■ Aim of the exercise
According to the Labour Russia text, what percentage of the votes did the Stalin Bloc – For the USSR receive in the 1999 legislative election?
[[ Text shown open ]]
In 1999, Labour Russia entered the legislative election as part of the electoral bloc Stalin Bloc – For the USSR, together with the Union of Officers, Igor Malyarov's Russian Communist Youth League, and the grandson of Joseph Stalin, Yevgeny Dzhugashvili (the bloc received 0.61% of the votes).

In 2006, Viktor Anpilov, as a representative of Labour Russia, took part for a short time in the work of the Other Russia coalition as an observer and participant in the information platform.

In 2018, most of the members of Labor Russia joined the United Communist Party, while its activities (in alliance with other leftist forces) continue.

Before the 2021 Russian legislative election, Labour Russia entered into an alliance agreement with the Communist Party of the Russian Federation, at the 18th Congress of which it was decided to nominate its candidates in a number of districts.

==Publications==
The central printed publication of Labour Russia was the newspaper Molniya (1990-2014), and later the Labour Russia newsletter, which serves as an appendix to the movement's official website.

==Ideology==
Labour Russia activists advocate "in defense of the socialist choice made by the peoples of Russia" during the October Revolution of 1917, for the restoration of Soviet power and the Soviet Union, for the establishment of "direct democracy" in Russia, the socialization of the economy, and the protection of the sovereignty of the Russian Federation.
[[ Text shown closed ]]
[[ Provided material open ]]
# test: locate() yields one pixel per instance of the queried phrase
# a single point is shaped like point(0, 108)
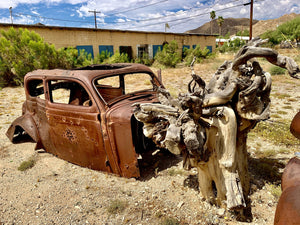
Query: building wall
point(76, 37)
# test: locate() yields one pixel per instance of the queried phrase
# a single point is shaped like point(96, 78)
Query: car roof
point(88, 73)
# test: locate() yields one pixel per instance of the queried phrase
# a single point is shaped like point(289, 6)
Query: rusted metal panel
point(66, 114)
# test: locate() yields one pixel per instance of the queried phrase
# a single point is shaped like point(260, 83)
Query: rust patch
point(70, 135)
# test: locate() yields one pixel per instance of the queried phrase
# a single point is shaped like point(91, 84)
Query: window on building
point(106, 48)
point(143, 51)
point(209, 48)
point(156, 48)
point(184, 48)
point(126, 50)
point(86, 48)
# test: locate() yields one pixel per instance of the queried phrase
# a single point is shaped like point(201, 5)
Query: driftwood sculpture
point(208, 125)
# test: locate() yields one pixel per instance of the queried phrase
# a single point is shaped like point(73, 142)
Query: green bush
point(276, 70)
point(286, 31)
point(169, 55)
point(144, 60)
point(232, 46)
point(197, 52)
point(22, 51)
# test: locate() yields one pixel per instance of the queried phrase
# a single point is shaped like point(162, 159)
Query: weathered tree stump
point(208, 125)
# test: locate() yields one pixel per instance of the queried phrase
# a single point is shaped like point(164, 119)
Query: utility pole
point(251, 18)
point(10, 11)
point(95, 15)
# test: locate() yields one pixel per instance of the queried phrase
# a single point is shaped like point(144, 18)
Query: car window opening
point(68, 92)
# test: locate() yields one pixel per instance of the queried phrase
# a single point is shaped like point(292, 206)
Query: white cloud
point(193, 13)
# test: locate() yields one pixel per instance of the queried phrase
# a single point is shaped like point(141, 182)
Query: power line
point(144, 6)
point(188, 17)
point(48, 18)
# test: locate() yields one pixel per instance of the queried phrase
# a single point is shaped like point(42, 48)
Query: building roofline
point(93, 29)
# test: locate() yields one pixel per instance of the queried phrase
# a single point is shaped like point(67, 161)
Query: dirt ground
point(54, 191)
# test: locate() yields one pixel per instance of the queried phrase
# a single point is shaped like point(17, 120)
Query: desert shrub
point(286, 31)
point(276, 70)
point(118, 58)
point(146, 60)
point(169, 55)
point(232, 46)
point(196, 52)
point(22, 51)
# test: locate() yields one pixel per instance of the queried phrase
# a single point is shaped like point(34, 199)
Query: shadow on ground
point(157, 161)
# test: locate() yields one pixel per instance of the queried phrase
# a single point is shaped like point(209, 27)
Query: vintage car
point(85, 115)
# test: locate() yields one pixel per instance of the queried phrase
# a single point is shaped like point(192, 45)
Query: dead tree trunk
point(208, 126)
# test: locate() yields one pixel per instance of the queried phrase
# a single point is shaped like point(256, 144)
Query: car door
point(74, 125)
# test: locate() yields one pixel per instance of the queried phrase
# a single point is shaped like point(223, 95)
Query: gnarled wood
point(208, 125)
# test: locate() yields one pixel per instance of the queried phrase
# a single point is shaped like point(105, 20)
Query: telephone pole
point(10, 11)
point(95, 15)
point(251, 18)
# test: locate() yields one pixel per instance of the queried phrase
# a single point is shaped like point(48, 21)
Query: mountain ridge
point(233, 25)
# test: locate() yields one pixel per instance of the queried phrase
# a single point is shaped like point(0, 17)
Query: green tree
point(169, 56)
point(212, 17)
point(22, 51)
point(196, 52)
point(286, 31)
point(244, 33)
point(220, 22)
[[ Provided material closed ]]
■ Answer section
0.61%